* ACTIVITY *
Once you find the line with "Where can you see the paved" in the entries below, return exactly every line from it through the line with "Where can you see the soldier".

MATERIAL SUPPLIED: Begin

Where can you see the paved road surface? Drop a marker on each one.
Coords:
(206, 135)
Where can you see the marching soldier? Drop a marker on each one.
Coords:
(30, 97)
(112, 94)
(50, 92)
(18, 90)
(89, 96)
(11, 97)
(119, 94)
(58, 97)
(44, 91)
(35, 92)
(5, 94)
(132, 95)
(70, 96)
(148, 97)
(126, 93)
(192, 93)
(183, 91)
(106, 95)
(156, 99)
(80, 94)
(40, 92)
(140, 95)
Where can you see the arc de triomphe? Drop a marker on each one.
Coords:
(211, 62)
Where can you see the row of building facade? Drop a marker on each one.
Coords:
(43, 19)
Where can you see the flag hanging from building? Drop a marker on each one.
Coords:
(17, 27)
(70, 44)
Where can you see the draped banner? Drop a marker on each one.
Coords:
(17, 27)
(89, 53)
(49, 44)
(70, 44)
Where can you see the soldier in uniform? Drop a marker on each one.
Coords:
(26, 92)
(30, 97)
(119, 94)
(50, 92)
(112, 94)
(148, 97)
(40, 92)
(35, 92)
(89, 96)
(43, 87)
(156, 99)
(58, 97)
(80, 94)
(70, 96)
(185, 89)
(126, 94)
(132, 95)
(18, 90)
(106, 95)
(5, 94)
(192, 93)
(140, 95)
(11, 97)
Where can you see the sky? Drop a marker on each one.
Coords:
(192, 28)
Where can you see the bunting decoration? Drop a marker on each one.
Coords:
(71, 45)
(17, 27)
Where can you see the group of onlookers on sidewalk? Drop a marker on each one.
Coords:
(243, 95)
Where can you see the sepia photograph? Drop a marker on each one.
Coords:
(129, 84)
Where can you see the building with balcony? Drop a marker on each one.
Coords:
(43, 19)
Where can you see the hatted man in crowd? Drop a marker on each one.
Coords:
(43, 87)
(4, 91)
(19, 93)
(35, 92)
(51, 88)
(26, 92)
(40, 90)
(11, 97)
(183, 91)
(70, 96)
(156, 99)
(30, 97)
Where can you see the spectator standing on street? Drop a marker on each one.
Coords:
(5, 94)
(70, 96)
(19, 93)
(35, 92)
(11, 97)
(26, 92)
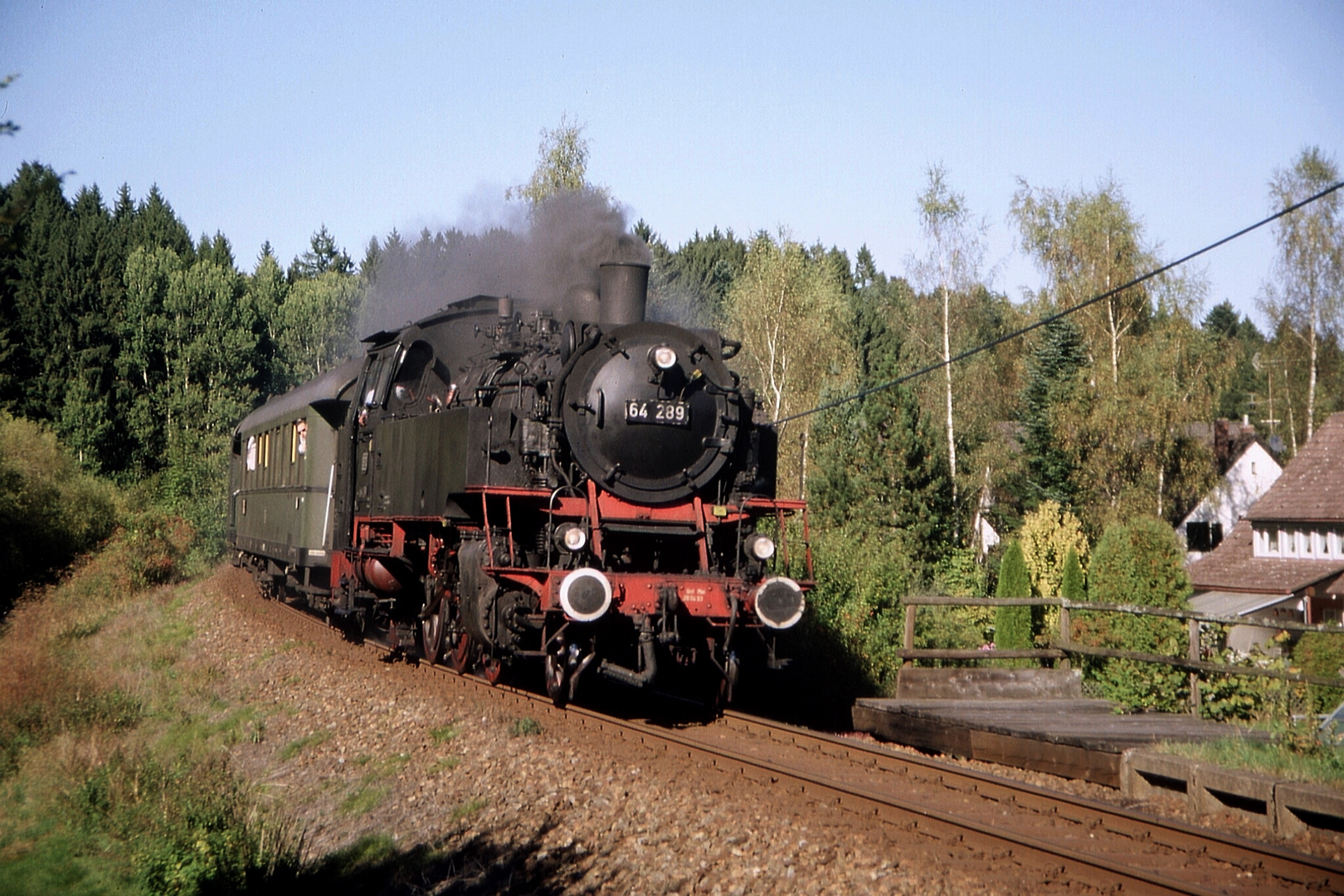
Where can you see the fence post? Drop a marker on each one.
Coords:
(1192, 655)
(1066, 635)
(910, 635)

MATERIAL SUPPLIED: End
MATERIAL SUPPLIED: Begin

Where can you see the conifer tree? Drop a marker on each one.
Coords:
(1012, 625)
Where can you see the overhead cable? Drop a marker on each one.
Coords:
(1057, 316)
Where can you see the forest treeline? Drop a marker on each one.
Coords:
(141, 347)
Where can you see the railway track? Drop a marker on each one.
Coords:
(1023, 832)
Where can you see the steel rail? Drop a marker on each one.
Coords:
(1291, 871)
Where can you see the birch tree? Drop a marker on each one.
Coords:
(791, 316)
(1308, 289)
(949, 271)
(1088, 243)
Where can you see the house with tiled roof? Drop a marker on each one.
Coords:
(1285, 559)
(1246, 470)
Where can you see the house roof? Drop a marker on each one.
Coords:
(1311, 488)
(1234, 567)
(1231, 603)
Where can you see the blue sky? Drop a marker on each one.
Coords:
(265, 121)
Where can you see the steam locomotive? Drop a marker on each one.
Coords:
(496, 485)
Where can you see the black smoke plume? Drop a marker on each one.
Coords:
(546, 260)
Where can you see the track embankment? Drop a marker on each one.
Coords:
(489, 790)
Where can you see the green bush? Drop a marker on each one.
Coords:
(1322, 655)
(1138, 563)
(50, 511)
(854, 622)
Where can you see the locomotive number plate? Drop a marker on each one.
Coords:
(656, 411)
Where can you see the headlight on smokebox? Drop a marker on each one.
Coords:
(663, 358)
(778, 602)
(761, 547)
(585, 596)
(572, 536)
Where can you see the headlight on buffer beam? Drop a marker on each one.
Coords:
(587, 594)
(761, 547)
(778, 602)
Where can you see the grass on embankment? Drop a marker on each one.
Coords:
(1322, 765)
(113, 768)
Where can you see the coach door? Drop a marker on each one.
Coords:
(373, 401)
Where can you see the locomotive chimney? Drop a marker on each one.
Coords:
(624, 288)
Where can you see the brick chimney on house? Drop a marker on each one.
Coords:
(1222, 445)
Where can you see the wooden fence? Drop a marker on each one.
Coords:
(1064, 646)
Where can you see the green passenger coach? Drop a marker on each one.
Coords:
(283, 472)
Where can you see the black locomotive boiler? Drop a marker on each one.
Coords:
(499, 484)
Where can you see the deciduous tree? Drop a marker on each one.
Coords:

MATERIAL SUPPLIED: End
MATERIAL SUPPLIED: Begin

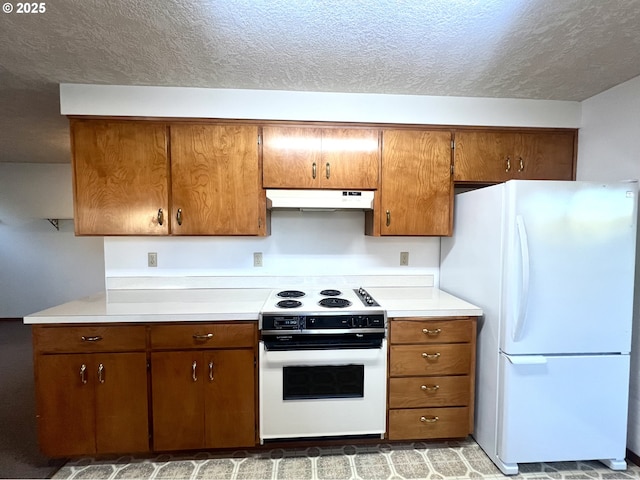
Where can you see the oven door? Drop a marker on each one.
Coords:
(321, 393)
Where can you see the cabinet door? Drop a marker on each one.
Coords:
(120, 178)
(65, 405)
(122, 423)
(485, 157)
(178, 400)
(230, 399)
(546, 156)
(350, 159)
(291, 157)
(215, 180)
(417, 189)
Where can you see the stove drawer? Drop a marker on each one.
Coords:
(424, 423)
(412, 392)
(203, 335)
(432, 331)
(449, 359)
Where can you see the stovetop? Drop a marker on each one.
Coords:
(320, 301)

MATERIAL SUPPLIED: End

* RESULT OF THE TASK *
Where can you see the paved road surface? Drop a marker on each one.
Coords:
(206, 135)
Where can you see the marching soldier? Drop a marker on each one.
Coords:
(30, 97)
(112, 94)
(50, 92)
(18, 90)
(89, 96)
(11, 97)
(119, 94)
(58, 97)
(44, 91)
(35, 92)
(5, 94)
(132, 95)
(70, 96)
(148, 97)
(126, 93)
(192, 93)
(183, 91)
(106, 95)
(156, 99)
(80, 94)
(40, 92)
(140, 95)
Where can you see the arc de triomphe? Drop a marker on each one.
Coords:
(211, 62)
Where can you see the row of building facade? Drop a marker on each one.
Coords:
(43, 19)
Where can you see the flag hanging from building? Drop a marker on each one.
Coords:
(17, 27)
(70, 44)
Where can you see the draped banner? Drop a marker on each one.
Coords:
(17, 27)
(89, 53)
(49, 44)
(70, 44)
Where can you see the soldier in uniform? Drop a marker on each one.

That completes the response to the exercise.